=== Begin Enclosure ===

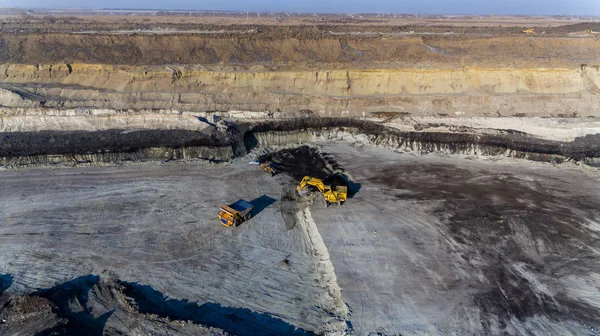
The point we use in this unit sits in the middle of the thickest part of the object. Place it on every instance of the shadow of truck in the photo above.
(261, 203)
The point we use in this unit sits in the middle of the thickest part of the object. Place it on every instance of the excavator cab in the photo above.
(236, 213)
(337, 196)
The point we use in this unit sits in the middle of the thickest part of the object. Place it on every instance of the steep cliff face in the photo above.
(472, 91)
(253, 47)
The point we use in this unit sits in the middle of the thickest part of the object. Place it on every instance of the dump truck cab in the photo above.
(236, 213)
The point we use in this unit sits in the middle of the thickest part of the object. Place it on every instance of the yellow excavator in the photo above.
(337, 196)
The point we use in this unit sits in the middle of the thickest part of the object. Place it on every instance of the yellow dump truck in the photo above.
(337, 196)
(236, 213)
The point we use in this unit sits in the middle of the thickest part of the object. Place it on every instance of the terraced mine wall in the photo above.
(466, 91)
(115, 146)
(293, 46)
(294, 72)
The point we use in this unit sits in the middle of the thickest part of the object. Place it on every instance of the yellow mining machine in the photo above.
(337, 196)
(270, 167)
(236, 213)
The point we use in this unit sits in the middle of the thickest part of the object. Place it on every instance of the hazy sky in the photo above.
(572, 7)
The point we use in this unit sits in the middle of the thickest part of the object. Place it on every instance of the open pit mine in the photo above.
(454, 174)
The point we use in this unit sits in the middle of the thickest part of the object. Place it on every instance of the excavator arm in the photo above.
(330, 196)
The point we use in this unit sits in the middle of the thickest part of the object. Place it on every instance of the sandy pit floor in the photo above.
(428, 244)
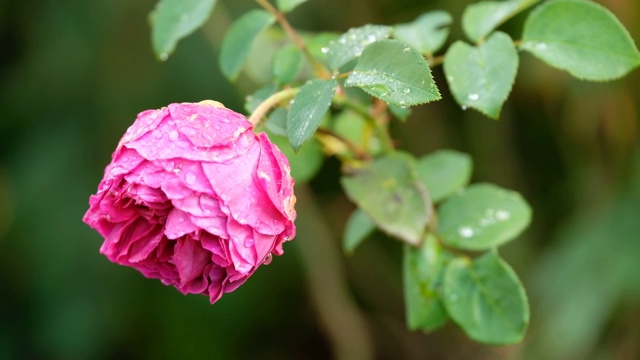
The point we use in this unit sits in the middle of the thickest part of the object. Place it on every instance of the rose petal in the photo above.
(247, 204)
(178, 224)
(195, 121)
(190, 260)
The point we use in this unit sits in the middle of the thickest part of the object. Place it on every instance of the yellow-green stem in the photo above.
(319, 69)
(270, 102)
(381, 131)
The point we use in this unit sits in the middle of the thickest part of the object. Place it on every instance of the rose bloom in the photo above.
(194, 198)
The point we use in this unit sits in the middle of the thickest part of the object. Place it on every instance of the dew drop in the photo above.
(541, 46)
(465, 232)
(173, 135)
(190, 178)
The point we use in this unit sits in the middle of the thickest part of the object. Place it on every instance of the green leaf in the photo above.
(395, 73)
(401, 113)
(582, 38)
(482, 217)
(172, 20)
(444, 172)
(252, 101)
(480, 19)
(427, 33)
(307, 110)
(423, 271)
(389, 191)
(359, 227)
(238, 41)
(277, 122)
(481, 77)
(351, 44)
(485, 297)
(354, 127)
(287, 63)
(318, 45)
(288, 5)
(305, 163)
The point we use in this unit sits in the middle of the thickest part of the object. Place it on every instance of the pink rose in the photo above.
(194, 198)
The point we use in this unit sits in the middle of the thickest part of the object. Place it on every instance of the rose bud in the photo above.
(194, 198)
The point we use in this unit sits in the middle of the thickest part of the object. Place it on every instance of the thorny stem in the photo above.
(270, 102)
(435, 61)
(359, 153)
(319, 69)
(363, 111)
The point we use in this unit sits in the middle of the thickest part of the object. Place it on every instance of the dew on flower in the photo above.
(190, 178)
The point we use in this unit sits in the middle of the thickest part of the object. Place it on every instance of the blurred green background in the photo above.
(73, 76)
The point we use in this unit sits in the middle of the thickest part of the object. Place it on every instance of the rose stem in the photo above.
(270, 102)
(319, 69)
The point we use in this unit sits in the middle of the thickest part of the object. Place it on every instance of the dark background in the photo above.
(73, 76)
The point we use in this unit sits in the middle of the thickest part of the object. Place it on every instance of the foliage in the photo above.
(373, 71)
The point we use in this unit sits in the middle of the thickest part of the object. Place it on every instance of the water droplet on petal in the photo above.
(173, 135)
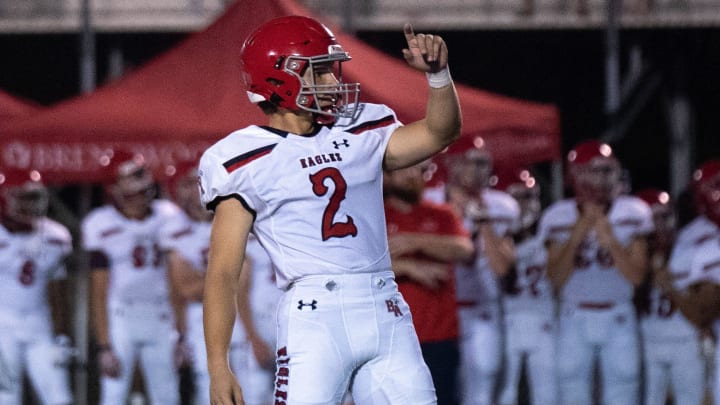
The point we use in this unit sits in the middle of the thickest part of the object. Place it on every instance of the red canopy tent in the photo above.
(175, 106)
(13, 107)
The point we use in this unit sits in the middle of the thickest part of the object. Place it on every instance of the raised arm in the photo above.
(421, 139)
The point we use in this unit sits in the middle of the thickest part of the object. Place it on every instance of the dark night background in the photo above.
(563, 67)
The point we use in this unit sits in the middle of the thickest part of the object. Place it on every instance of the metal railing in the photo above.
(515, 14)
(109, 15)
(191, 15)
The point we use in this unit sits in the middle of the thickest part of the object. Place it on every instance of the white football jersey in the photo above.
(595, 277)
(134, 249)
(664, 320)
(478, 283)
(689, 239)
(706, 261)
(706, 266)
(532, 290)
(29, 260)
(317, 199)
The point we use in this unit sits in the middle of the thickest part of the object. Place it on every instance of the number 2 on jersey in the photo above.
(332, 229)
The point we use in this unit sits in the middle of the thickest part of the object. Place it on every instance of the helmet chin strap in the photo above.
(324, 119)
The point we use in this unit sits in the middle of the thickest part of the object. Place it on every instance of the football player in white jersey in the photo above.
(133, 319)
(528, 300)
(32, 253)
(491, 217)
(309, 187)
(671, 343)
(597, 255)
(252, 353)
(704, 279)
(257, 310)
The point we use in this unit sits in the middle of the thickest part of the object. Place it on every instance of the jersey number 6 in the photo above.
(332, 229)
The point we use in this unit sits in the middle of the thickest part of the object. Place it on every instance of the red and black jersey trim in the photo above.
(240, 161)
(370, 125)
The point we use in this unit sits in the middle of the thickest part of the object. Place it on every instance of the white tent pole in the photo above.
(81, 285)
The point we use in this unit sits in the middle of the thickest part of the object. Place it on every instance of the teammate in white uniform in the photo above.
(32, 253)
(309, 186)
(597, 254)
(671, 343)
(528, 301)
(704, 279)
(132, 314)
(491, 217)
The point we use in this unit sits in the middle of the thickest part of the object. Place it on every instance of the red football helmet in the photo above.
(24, 195)
(132, 186)
(182, 185)
(706, 189)
(594, 172)
(663, 215)
(520, 184)
(280, 62)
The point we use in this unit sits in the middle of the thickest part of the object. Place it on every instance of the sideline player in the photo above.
(131, 310)
(597, 255)
(671, 343)
(188, 243)
(33, 249)
(529, 310)
(704, 279)
(426, 242)
(491, 216)
(312, 194)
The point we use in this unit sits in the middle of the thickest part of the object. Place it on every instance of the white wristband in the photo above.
(439, 79)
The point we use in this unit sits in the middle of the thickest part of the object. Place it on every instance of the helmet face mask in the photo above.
(523, 187)
(282, 61)
(134, 187)
(597, 181)
(595, 173)
(24, 197)
(528, 198)
(664, 218)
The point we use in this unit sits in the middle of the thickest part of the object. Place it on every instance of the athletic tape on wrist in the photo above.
(439, 79)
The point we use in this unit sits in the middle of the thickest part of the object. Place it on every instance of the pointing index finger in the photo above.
(409, 34)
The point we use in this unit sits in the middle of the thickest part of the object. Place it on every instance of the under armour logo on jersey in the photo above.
(393, 307)
(312, 305)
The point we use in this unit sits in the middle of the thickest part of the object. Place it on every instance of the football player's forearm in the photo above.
(446, 248)
(218, 317)
(444, 117)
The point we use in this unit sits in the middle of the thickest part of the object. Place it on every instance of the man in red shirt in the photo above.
(426, 240)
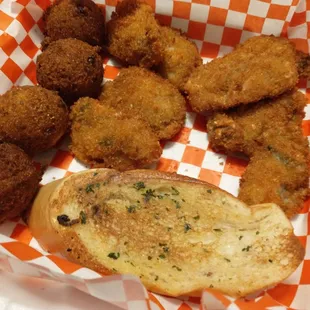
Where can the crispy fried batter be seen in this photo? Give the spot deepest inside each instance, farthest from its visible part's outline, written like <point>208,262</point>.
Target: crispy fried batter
<point>134,35</point>
<point>180,57</point>
<point>19,181</point>
<point>270,133</point>
<point>79,19</point>
<point>139,92</point>
<point>32,117</point>
<point>71,67</point>
<point>262,67</point>
<point>103,137</point>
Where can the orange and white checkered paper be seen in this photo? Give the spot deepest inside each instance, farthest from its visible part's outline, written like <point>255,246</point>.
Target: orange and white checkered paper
<point>216,26</point>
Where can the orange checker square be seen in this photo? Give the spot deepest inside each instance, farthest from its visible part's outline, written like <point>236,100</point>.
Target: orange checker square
<point>217,16</point>
<point>29,48</point>
<point>196,30</point>
<point>239,6</point>
<point>62,160</point>
<point>212,177</point>
<point>254,23</point>
<point>7,43</point>
<point>305,275</point>
<point>235,166</point>
<point>193,155</point>
<point>21,233</point>
<point>11,70</point>
<point>111,72</point>
<point>26,19</point>
<point>182,136</point>
<point>231,37</point>
<point>5,20</point>
<point>210,50</point>
<point>181,9</point>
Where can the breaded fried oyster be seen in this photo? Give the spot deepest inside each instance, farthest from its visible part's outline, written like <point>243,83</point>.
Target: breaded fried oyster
<point>103,137</point>
<point>79,19</point>
<point>32,117</point>
<point>71,67</point>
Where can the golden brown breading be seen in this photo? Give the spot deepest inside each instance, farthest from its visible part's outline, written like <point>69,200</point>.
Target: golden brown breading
<point>180,57</point>
<point>270,133</point>
<point>71,67</point>
<point>32,117</point>
<point>103,137</point>
<point>80,19</point>
<point>139,92</point>
<point>134,35</point>
<point>19,181</point>
<point>262,67</point>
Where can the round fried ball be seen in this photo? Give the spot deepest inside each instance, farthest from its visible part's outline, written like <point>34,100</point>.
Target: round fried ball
<point>19,181</point>
<point>79,19</point>
<point>32,117</point>
<point>71,67</point>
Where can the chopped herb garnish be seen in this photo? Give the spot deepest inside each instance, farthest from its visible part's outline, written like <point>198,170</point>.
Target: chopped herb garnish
<point>83,217</point>
<point>139,185</point>
<point>132,209</point>
<point>89,188</point>
<point>114,255</point>
<point>177,268</point>
<point>187,227</point>
<point>175,191</point>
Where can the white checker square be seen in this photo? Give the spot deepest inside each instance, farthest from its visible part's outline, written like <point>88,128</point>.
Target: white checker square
<point>235,19</point>
<point>294,278</point>
<point>272,26</point>
<point>109,291</point>
<point>173,150</point>
<point>164,7</point>
<point>189,170</point>
<point>5,84</point>
<point>34,10</point>
<point>77,166</point>
<point>230,184</point>
<point>214,161</point>
<point>180,23</point>
<point>300,224</point>
<point>223,4</point>
<point>198,139</point>
<point>51,174</point>
<point>301,300</point>
<point>213,34</point>
<point>258,8</point>
<point>199,12</point>
<point>17,31</point>
<point>20,58</point>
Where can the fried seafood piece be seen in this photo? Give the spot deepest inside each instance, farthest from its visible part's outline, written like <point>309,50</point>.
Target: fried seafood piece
<point>262,67</point>
<point>270,133</point>
<point>104,137</point>
<point>19,181</point>
<point>79,19</point>
<point>180,57</point>
<point>139,92</point>
<point>133,34</point>
<point>33,118</point>
<point>71,67</point>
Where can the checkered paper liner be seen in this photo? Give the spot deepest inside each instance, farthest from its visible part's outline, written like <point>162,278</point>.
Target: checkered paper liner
<point>216,26</point>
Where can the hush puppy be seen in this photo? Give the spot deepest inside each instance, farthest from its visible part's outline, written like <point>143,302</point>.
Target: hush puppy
<point>139,92</point>
<point>19,181</point>
<point>79,19</point>
<point>71,67</point>
<point>104,137</point>
<point>133,34</point>
<point>32,117</point>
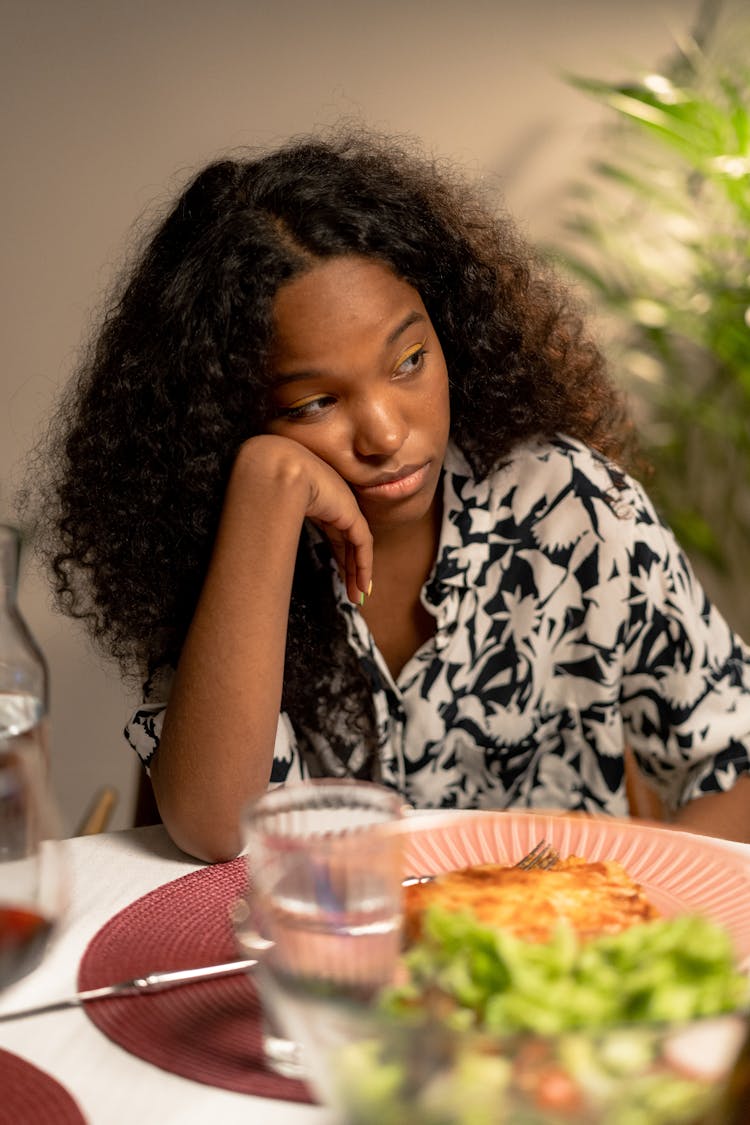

=== End Enclosure ===

Output, exactly and without pictures, the span of lines that starts at the line containing "Target: checkered paper liner" and ends at the last line above.

Target: checkered paper liner
<point>216,26</point>
Where can the hush puppy be seen in this photo? Give the spot deepest inside each instance, farthest from its visible part's outline, written like <point>143,302</point>.
Target: hush puppy
<point>139,92</point>
<point>19,181</point>
<point>79,19</point>
<point>71,67</point>
<point>104,137</point>
<point>133,34</point>
<point>32,117</point>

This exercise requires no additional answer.